(Texte fourni)
+ + + +

Malgré la réglementation stricte régulant l’usage des drones, des entreprises de logistique optimistes continuent à insister sur le fait que les livraisons banales seront bientôt réalisées par ces appareils. Cependant, une autre technologie capable de gérer la plupart des livraisons de courte distance existe depuis des années : il s’agit du bon vieux vélo, et plus spécifiquement du tricycle. On l’imagine plutôt destiné aux enfants, mais ce bon vieux jouet existe désormais en version électrique, capable de filer à travers des rues embouteillées tout en transportant 350 kilos de marchandises.
Les constructeurs automobile font aussi leur entrée sur ce marché : Volkswagen prévoit de construire dans son usine de Hanovre un triporteur capable de garder les marchandises à l’horizontale même dans les virages, et le présente déjà comme « le plus petit véhicule commercial de Volkswagen jamais conçu ». Sa sortie est prévue pour 2019.

+ + + +

(Jeu de données)

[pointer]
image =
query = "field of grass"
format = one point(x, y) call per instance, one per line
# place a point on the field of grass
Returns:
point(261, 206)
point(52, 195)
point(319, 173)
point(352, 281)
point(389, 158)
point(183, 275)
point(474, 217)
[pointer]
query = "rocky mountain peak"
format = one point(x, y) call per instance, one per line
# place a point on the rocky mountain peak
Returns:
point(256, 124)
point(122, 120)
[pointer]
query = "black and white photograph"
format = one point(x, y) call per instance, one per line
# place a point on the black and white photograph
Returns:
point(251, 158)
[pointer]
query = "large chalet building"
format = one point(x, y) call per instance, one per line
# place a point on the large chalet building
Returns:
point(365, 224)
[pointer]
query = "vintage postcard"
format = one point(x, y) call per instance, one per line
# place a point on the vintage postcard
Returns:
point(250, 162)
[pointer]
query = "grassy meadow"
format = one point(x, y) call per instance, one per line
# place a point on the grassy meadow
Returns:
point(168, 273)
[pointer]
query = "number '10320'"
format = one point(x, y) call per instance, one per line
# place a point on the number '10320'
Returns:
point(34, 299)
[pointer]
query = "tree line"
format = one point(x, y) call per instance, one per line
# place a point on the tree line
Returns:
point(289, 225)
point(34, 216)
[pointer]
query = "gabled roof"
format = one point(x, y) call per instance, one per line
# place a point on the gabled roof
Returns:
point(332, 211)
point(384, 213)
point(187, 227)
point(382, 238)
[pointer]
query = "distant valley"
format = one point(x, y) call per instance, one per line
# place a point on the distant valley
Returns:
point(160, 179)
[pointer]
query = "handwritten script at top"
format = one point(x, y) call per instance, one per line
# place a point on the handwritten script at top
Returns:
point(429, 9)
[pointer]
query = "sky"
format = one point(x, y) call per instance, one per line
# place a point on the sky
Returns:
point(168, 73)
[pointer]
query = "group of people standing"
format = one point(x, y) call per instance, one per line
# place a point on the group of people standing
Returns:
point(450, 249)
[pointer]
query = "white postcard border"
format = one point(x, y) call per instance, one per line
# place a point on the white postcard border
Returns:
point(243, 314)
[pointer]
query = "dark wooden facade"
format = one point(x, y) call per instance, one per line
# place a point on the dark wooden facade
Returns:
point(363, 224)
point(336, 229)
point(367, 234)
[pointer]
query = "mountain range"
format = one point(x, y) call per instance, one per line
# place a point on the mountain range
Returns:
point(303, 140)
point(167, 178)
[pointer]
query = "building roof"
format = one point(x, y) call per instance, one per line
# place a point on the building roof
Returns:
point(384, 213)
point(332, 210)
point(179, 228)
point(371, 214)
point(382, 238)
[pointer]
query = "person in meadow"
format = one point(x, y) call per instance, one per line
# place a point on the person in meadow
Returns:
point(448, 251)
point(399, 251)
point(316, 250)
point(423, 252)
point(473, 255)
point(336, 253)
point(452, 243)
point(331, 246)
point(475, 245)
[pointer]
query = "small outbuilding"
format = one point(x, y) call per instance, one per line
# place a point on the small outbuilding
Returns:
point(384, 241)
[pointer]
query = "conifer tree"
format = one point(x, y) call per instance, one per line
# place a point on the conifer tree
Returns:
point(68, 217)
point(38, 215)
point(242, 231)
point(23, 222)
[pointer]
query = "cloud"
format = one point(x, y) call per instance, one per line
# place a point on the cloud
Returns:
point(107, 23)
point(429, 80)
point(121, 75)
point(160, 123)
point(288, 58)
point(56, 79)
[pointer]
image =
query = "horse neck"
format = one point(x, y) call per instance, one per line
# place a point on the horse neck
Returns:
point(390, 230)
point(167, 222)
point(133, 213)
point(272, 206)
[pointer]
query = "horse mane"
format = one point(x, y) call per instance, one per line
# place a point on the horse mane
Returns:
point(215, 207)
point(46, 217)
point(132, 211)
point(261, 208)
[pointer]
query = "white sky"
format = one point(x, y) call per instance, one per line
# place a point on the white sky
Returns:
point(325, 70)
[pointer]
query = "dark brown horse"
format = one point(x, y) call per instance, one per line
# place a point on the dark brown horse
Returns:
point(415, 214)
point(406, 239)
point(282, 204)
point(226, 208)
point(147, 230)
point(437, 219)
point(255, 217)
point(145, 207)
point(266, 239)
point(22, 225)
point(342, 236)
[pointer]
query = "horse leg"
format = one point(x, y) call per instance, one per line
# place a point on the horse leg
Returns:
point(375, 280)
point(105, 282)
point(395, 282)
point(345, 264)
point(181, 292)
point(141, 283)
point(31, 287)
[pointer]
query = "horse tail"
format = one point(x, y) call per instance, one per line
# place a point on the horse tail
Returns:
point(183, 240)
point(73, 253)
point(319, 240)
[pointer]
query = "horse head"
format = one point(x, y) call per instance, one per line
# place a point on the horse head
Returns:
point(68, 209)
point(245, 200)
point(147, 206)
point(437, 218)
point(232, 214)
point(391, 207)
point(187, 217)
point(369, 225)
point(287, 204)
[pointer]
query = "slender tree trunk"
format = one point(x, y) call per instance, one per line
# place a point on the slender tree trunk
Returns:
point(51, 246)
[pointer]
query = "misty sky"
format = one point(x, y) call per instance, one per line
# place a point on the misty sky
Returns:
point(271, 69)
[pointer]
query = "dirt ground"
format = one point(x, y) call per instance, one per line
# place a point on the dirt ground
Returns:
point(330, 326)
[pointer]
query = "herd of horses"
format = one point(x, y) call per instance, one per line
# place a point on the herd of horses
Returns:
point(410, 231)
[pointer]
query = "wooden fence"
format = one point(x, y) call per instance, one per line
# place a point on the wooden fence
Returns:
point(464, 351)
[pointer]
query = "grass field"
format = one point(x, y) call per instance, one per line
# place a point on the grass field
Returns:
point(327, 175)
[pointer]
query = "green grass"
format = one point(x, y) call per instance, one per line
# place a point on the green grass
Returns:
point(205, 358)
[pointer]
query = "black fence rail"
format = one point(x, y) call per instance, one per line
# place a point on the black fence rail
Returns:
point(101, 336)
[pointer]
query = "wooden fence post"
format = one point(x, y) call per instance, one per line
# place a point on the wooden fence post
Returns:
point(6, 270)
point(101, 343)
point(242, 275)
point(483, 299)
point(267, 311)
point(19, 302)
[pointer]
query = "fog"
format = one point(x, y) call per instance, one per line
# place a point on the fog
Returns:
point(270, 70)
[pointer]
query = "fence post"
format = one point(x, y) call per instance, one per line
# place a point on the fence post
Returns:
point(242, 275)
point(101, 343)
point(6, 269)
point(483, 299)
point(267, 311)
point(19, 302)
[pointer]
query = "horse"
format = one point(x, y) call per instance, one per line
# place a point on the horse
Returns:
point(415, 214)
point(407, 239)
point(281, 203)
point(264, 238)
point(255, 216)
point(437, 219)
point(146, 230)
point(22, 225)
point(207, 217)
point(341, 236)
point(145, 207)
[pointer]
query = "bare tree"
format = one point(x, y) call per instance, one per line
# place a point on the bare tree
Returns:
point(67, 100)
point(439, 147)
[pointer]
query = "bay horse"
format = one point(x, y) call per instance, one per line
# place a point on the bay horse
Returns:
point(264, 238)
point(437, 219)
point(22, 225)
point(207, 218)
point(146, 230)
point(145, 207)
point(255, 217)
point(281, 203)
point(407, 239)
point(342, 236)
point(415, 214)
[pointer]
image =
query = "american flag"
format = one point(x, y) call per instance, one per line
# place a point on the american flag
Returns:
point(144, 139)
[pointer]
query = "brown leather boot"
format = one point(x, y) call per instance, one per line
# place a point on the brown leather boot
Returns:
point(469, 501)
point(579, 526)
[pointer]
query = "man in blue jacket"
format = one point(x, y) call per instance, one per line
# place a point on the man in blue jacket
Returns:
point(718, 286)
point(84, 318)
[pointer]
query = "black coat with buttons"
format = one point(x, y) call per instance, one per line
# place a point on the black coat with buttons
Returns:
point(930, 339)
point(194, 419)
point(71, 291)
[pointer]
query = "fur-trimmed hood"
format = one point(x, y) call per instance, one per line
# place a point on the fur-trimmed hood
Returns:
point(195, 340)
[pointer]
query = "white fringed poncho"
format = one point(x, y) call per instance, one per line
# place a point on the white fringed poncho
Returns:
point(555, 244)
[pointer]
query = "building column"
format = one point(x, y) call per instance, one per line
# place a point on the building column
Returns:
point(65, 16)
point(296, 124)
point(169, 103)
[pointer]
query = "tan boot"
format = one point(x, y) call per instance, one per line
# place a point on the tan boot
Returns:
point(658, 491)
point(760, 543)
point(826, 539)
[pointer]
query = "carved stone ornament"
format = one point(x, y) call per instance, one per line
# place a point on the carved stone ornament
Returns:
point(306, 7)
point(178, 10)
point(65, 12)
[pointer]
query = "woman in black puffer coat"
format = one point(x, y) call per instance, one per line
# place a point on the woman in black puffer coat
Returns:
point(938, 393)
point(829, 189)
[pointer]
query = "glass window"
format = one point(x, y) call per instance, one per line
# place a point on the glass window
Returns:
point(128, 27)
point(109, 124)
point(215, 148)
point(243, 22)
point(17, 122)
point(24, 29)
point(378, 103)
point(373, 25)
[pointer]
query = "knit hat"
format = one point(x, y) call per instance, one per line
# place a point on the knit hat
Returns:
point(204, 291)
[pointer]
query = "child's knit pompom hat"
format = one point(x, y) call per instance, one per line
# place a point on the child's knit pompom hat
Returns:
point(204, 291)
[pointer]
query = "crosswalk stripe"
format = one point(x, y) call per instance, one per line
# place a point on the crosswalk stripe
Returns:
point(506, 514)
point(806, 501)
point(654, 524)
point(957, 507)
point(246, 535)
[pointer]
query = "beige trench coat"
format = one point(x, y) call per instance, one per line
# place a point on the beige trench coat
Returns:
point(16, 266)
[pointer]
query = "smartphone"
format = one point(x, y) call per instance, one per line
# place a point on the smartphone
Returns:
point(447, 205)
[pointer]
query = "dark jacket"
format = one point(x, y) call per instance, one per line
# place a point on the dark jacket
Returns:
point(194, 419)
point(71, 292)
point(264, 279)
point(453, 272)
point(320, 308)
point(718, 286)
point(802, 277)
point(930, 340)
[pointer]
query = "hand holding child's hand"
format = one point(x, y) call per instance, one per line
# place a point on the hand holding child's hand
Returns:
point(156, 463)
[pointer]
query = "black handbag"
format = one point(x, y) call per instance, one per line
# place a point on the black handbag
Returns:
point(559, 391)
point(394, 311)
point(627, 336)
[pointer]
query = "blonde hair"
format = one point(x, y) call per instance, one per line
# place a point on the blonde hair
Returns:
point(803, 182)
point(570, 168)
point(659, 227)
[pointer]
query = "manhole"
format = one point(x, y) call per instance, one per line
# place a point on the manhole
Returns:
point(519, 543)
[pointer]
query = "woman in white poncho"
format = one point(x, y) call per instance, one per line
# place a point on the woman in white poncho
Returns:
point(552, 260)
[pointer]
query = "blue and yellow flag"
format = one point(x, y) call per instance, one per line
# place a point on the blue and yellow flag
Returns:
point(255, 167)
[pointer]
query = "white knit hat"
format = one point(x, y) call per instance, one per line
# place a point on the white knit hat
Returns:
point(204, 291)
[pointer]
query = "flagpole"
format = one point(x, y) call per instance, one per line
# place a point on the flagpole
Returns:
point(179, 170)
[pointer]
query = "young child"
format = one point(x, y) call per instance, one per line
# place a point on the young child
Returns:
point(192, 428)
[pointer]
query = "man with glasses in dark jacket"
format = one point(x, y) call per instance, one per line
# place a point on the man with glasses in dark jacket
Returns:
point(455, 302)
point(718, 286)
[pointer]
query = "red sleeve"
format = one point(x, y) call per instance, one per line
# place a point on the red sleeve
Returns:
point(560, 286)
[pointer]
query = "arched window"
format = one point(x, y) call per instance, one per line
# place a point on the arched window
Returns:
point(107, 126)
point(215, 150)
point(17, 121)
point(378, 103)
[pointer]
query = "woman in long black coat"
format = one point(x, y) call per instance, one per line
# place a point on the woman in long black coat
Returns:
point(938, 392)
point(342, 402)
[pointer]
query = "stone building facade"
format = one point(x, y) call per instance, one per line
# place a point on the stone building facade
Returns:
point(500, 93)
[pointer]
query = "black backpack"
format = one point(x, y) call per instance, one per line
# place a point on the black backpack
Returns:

+ + + +

(Consigne)
Reproduisez sans la moindre modification le passage du texte fourni qui commence par les mots contenant « Malgré la réglementation » et se termine par « kilos de marchandises. ».

(Solution complète)
Malgré la réglementation stricte régulant l’usage des drones, des entreprises de logistique optimistes continuent à insister sur le fait que les livraisons banales seront bientôt réalisées par ces appareils. Cependant, une autre technologie capable de gérer la plupart des livraisons de courte distance existe depuis des années : il s’agit du bon vieux vélo, et plus spécifiquement du tricycle. On l’imagine plutôt destiné aux enfants, mais ce bon vieux jouet existe désormais en version électrique, capable de filer à travers des rues embouteillées tout en transportant 350 kilos de marchandises.